◆ WHAT TO PRODUCE: With the images excluded, set down every line of the listing below exactly.

◆ ◆ ◆ ◆ ◆

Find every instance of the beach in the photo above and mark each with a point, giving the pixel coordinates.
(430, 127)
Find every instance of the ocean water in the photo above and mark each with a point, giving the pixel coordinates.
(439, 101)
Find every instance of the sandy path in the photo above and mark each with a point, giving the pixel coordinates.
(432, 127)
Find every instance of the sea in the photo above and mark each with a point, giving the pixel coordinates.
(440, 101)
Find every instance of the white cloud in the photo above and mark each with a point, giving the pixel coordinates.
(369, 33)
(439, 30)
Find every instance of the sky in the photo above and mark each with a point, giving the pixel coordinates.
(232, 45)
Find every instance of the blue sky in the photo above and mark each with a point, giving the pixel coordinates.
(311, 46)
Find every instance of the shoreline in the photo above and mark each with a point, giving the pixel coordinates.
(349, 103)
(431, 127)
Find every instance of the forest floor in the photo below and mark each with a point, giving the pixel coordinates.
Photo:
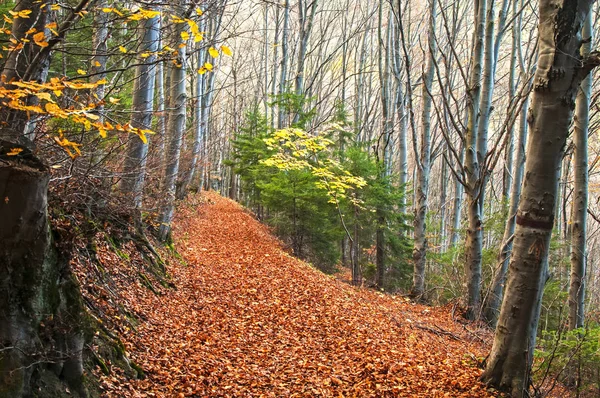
(247, 319)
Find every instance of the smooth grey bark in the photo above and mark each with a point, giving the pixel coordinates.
(204, 90)
(492, 49)
(100, 57)
(136, 156)
(307, 16)
(457, 205)
(443, 207)
(284, 62)
(512, 181)
(175, 130)
(474, 239)
(423, 164)
(559, 73)
(161, 119)
(580, 190)
(507, 174)
(494, 299)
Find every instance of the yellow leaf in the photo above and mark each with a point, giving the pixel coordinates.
(141, 133)
(79, 86)
(14, 151)
(213, 52)
(40, 39)
(226, 50)
(44, 96)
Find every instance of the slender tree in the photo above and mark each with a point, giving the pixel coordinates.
(134, 168)
(559, 73)
(580, 199)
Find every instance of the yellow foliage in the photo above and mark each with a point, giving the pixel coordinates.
(226, 50)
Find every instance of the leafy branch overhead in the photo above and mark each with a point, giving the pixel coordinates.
(297, 150)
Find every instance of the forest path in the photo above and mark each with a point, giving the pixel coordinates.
(247, 319)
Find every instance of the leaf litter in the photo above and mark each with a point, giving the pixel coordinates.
(246, 319)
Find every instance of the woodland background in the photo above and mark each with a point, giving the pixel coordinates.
(386, 137)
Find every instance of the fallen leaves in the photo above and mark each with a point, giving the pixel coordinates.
(247, 319)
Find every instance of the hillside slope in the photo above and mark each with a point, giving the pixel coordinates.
(247, 319)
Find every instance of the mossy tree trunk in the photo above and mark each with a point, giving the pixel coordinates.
(40, 307)
(559, 73)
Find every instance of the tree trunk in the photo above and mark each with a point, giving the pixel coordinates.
(424, 165)
(580, 198)
(134, 168)
(284, 62)
(474, 241)
(34, 287)
(175, 129)
(559, 73)
(495, 297)
(306, 24)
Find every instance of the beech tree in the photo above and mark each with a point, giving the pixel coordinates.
(561, 68)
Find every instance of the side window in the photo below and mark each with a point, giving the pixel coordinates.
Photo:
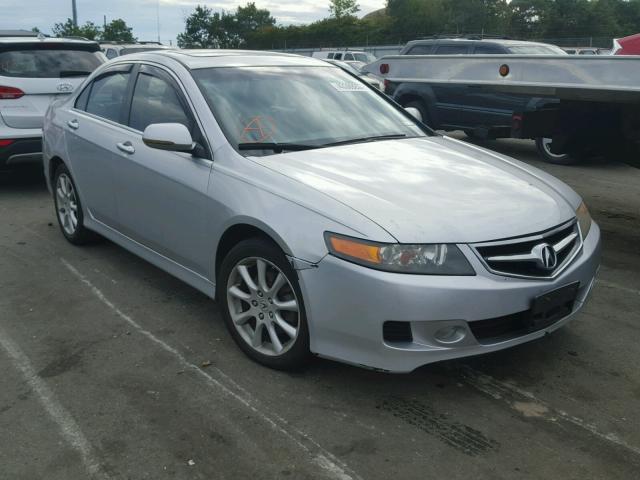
(156, 101)
(452, 49)
(107, 96)
(420, 50)
(81, 101)
(489, 50)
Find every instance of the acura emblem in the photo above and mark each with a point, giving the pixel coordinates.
(545, 256)
(64, 87)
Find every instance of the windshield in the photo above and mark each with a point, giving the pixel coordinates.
(49, 63)
(302, 106)
(536, 50)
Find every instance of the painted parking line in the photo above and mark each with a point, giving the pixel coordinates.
(528, 405)
(68, 426)
(331, 466)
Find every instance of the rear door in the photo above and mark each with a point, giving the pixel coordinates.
(37, 73)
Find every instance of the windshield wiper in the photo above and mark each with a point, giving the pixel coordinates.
(365, 139)
(74, 73)
(276, 147)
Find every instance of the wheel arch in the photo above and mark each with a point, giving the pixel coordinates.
(243, 229)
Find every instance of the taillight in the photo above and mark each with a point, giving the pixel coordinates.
(10, 93)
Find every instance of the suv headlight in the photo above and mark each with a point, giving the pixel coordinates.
(584, 219)
(426, 259)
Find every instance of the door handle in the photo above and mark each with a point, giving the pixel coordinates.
(126, 147)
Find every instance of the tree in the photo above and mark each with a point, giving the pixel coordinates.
(250, 19)
(117, 31)
(205, 28)
(343, 8)
(67, 29)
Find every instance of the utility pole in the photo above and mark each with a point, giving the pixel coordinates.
(75, 13)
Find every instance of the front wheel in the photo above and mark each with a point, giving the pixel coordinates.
(262, 305)
(544, 149)
(69, 209)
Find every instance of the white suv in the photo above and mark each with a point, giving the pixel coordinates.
(34, 71)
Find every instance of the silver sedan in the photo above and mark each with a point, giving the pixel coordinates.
(322, 217)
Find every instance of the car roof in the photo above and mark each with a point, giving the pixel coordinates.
(43, 39)
(194, 59)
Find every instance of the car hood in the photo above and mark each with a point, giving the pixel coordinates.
(430, 189)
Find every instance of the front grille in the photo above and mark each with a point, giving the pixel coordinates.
(397, 332)
(527, 257)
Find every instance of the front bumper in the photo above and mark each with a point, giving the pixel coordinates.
(347, 305)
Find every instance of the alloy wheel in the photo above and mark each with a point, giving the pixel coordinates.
(263, 306)
(67, 204)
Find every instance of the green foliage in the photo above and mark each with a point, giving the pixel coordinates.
(343, 8)
(67, 29)
(117, 31)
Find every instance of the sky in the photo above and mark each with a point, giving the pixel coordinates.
(142, 14)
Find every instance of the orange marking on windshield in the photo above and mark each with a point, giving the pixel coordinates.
(258, 130)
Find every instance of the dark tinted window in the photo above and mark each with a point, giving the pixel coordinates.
(420, 50)
(489, 50)
(31, 63)
(452, 49)
(107, 96)
(81, 101)
(156, 101)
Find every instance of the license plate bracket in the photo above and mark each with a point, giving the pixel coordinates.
(551, 306)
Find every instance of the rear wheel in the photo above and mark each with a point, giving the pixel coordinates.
(262, 305)
(544, 149)
(69, 209)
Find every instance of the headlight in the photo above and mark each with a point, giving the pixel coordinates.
(427, 259)
(584, 219)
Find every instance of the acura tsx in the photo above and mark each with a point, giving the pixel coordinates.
(322, 217)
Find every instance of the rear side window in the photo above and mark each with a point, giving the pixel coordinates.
(31, 63)
(107, 96)
(489, 50)
(452, 50)
(420, 50)
(156, 101)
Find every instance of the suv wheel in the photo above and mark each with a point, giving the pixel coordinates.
(544, 149)
(262, 305)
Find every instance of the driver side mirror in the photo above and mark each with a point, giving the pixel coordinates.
(174, 137)
(414, 112)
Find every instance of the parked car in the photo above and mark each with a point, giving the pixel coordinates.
(35, 70)
(481, 115)
(356, 57)
(322, 217)
(367, 77)
(113, 50)
(582, 51)
(627, 46)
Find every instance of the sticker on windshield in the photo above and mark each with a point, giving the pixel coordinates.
(349, 86)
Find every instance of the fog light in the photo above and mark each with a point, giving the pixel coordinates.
(449, 335)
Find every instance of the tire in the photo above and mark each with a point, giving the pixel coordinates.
(268, 305)
(543, 146)
(68, 208)
(420, 106)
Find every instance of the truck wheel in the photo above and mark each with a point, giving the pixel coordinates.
(418, 105)
(544, 149)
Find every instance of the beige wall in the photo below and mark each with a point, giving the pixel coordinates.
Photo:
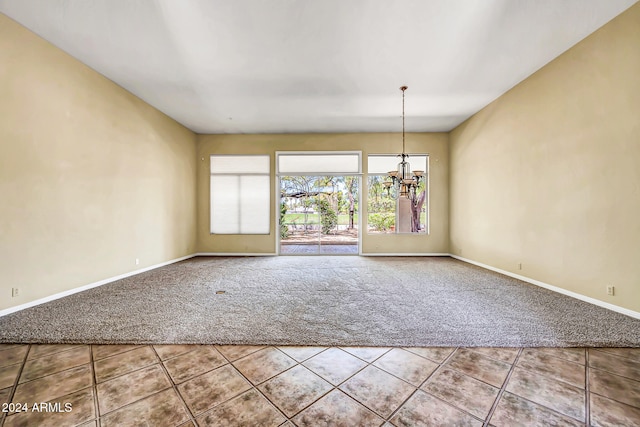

◆ ◆ ◆ ◆ ◆

◆ ANSWER BOX:
Find every instance of the beach in the photo above and mark each with a point, giving the pixel coordinates.
(430, 127)
Find every instance of the ocean water in the photo above and mark each with a point, giving the pixel coordinates.
(439, 101)
Find every instance of the sandy path in the photo above and mark each with a point, giving the pixel coordinates.
(432, 127)
Find every instance of the sea in the photo above and mark each with a point, giving the pixel coordinates.
(440, 101)
Find every instance of the white cloud in the photo above and mark each with a point, giving the pixel coordinates.
(369, 33)
(439, 30)
Find every instance of the sky in the photo above and mark each with a point, giving the pixel coordinates.
(232, 45)
Find every instance of the blue sky in the photo above and mark each with a point, giving the pixel coordinates.
(311, 46)
Find every instance of the shoreline in the photo above and mark each with a point, giving the pixel coordinates.
(349, 103)
(431, 127)
Find every instance of the forest floor in the photo below and mark each with a point, giving the pixel coordinates.
Photo:
(247, 319)
Find every instance of the smooth grey bark in the photo above and mark each with a point, giving the pixel coordinates.
(204, 90)
(492, 49)
(100, 57)
(136, 156)
(307, 16)
(457, 205)
(443, 207)
(284, 62)
(512, 181)
(175, 130)
(474, 239)
(423, 164)
(559, 73)
(161, 119)
(580, 190)
(507, 174)
(494, 299)
Find every instance of the yellow leaf in the photo above and mark each with a point, giving the pixel coordinates.
(141, 133)
(79, 86)
(14, 151)
(213, 52)
(40, 39)
(226, 50)
(44, 96)
Find every instance of the slender tree in the photo above and mark each with a point, giving the pixel coordinates.
(134, 168)
(559, 73)
(580, 199)
Find every instance of the yellow foliage in the photo above and mark each with a point, giving the pixel coordinates.
(226, 50)
Find every instance of the leafy branch overhead in the photo above and mark each with a point, giving the pixel coordinates.
(297, 150)
Find every instance of the forest path in the photo above and mark each with a point, giving the pixel coordinates.
(247, 319)
Find every instance of the leaf litter in the photo above and mark each with a point, giving the pixel coordinates.
(246, 319)
Find every instance of the woodland background in the photo above and mark each with a point, giving the pixel coordinates.
(386, 137)
Find every instance of the fallen leaves in the photo above and mark each with a point, giving the pixel coordinates.
(247, 319)
Find every instance of the hillside slope in the photo above and mark each with a point, giving the pixel coordinates.
(247, 319)
Find every instance of the mossy tree trunk in the photo above and mark each with a point, giving the pixel coordinates.
(40, 307)
(559, 73)
Find every instance of the tree trunk in the photo above and mark each with a point, giving the pixel coordinates.
(424, 165)
(580, 198)
(134, 168)
(284, 62)
(474, 241)
(34, 287)
(175, 129)
(559, 73)
(495, 297)
(306, 24)
Find every instance of the beech tree in the photo above and mark each with a point, giving the pixel coordinates.
(561, 68)
Find every instance of the side window in the photo below and mark each with a point, giving the pixel coordinates.
Photo:
(156, 101)
(452, 49)
(107, 96)
(420, 50)
(81, 101)
(489, 50)
Find every instance of the acura emblem in the photo above and mark each with a point, giving the pixel coordinates.
(545, 256)
(64, 87)
Find every instance of the windshield in the photo above and mark each with a point, giving the pixel coordinates.
(49, 63)
(302, 106)
(536, 50)
Find every instance of the painted parking line in the photo above and mark each with a point, giving the pixel coordinates.
(528, 405)
(68, 426)
(331, 466)
Find every instance of the rear door in the photo above and mark each with a point, giving the pixel coordinates.
(37, 73)
Find every instance of the windshield wiper in the photo above and mark each with a point, giving the pixel coordinates.
(365, 139)
(74, 73)
(276, 147)
Find every instance of the wheel arch in the photo above and mark each with a point, giving the pixel coordinates.
(243, 229)
Find every instance of the taillight in the photo above and mark each with a point, giving the pixel coordinates.
(10, 93)
Find every instance of the suv headlight in the photo above and mark each with a point, giving the pixel coordinates.
(584, 219)
(426, 259)
Find every instance of the door handle in the photo above and mark each with a point, giving the pixel coordinates.
(126, 147)
Find every instance of the tree in the photo above and mark each with a point, giving the pixel coordinates.
(250, 19)
(117, 31)
(205, 28)
(343, 8)
(67, 29)
Find every instance of the utility pole in the photo above and mark each with a point, giving the pixel coordinates.
(75, 13)
Find every instance of the front wheel in the photo above and mark each with a point, giving the pixel coordinates.
(262, 305)
(544, 149)
(69, 209)
Find every instance of the white suv in the photo above and mark each with a point, giving the pixel coordinates.
(34, 71)
Find every instance of the silver sedan in the photo above and mark each with a point, giving the pixel coordinates.
(322, 217)
Find every instance of the car roof in the photo above and mark each with a point, giving the pixel coordinates.
(43, 39)
(194, 59)
Find every instance of the car hood in the photo above and mark each with a point, giving the pixel coordinates.
(430, 189)
Find every instance of the front grille in the photo above and mark each with a point, giving the pixel coordinates.
(397, 332)
(527, 257)
Find every instance of the front bumper in the photo above and mark each with a point, giving the pixel coordinates.
(347, 305)
Find every instance of the alloy wheel in the photo above and mark each with a point, giving the pixel coordinates.
(263, 306)
(67, 204)
Find every instance of the green foliage in the photo above and mark each with a point, giving the pixel coordinates.
(343, 8)
(67, 29)
(117, 31)
Find every instance of the sky in the photo above and mark each with a point, giving the pixel coordinates.
(142, 14)
Find every instance of the orange marking on windshield in the photo above and mark each with a point, giving the pixel coordinates.
(258, 130)
Find every instance of the dark tinted window in the photo above and mark each with a point, giving the pixel coordinates.
(420, 50)
(489, 50)
(31, 63)
(452, 49)
(107, 96)
(81, 101)
(156, 101)
Find every instance of the license plate bracket in the photo above and mark each with a point, giving the pixel coordinates.
(551, 306)
Find every instance of the rear wheel in the photo above and mark each with a point, giving the pixel coordinates.
(262, 305)
(544, 149)
(69, 209)
Find every instance of the headlight in the photo above and mark each with a point, giving the pixel coordinates.
(427, 259)
(584, 219)
Find every instance of the acura tsx in the photo above and mark each with a point, giving the pixel coordinates.
(322, 217)
Find every instance of the rear side window in the photo above and mark each with a point, giving the pixel coordinates.
(31, 63)
(107, 96)
(489, 50)
(452, 50)
(420, 50)
(156, 101)
Find every instance of the suv wheel in the photo above and mark each with a point, giving the pixel coordinates.
(544, 149)
(262, 305)
Find every instance of the driver side mirror in the photo above and mark each with a point, giving the pixel coordinates.
(174, 137)
(414, 112)
Find every instance of the parked car in the photo above and mark each with a point, giving the pixel coordinates.
(35, 70)
(481, 115)
(356, 57)
(322, 217)
(367, 77)
(113, 50)
(582, 51)
(627, 46)
Find every instance of the sticker on windshield in the photo above and mark each with a point, giving the pixel coordinates.
(349, 86)
Find every instance of the fog light in the photo above and mark each with a point, giving the pixel coordinates.
(449, 335)
Find every instance of the tire in the photo above and mark each with a point, giving the pixel coordinates.
(268, 305)
(543, 146)
(68, 208)
(420, 106)
Find every instance of the truck wheel in the photo above and mark each with a point, giving the pixel coordinates.
(418, 105)
(544, 149)
Find every instance of the beige wall in the photo below and mark each with a point, giving the pixel coordinates.
Photo:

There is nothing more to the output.